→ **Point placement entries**
((

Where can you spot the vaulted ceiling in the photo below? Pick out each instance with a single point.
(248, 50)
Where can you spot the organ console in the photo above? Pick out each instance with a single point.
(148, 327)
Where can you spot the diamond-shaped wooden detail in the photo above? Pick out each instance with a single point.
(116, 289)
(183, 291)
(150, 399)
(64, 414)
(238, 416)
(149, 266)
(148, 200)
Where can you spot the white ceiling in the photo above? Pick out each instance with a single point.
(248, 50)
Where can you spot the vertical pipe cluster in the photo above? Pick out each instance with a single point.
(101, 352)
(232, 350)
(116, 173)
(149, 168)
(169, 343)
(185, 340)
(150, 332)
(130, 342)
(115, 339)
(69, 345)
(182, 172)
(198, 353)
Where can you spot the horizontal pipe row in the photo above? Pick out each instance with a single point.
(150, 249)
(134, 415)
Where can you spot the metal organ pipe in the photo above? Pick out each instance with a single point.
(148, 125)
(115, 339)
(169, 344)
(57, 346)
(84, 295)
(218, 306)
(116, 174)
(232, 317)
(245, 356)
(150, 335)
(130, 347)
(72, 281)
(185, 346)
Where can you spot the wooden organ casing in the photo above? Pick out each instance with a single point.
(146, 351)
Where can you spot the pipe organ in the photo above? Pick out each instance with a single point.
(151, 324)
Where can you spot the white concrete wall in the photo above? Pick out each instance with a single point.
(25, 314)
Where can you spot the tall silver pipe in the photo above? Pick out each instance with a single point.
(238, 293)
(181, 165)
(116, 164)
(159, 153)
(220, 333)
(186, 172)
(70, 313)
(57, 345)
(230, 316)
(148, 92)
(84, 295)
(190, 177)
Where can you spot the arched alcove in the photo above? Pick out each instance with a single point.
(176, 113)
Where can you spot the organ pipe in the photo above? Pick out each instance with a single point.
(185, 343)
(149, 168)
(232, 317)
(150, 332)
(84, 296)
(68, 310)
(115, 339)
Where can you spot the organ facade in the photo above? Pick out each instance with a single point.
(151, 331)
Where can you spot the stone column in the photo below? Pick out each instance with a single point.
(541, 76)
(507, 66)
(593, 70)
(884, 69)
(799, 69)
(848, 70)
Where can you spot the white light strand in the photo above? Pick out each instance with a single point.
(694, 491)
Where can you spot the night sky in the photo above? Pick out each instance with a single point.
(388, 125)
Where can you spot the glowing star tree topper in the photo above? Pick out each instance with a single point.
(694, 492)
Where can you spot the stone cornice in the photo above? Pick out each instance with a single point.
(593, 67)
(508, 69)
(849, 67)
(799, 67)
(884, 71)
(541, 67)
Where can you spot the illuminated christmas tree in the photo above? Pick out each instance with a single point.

))

→ **TASK DIRECTIONS**
Reproduce the stretch from the line containing "Where can you spot the stone cornice" through the end of the entries, requests included, with each point coordinate in the answers scaled by 1.05 and rounded to the nearest whole number, halves rounding up.

→ **EXERCISE SOLUTION**
Where can you spot the stone cornice in the photo above? Pick out each instance with a single point.
(623, 70)
(533, 72)
(891, 70)
(839, 70)
(928, 75)
(568, 70)
Where can you spot the illuminated christmas tree in the photo above? Pick out each instance with a single point.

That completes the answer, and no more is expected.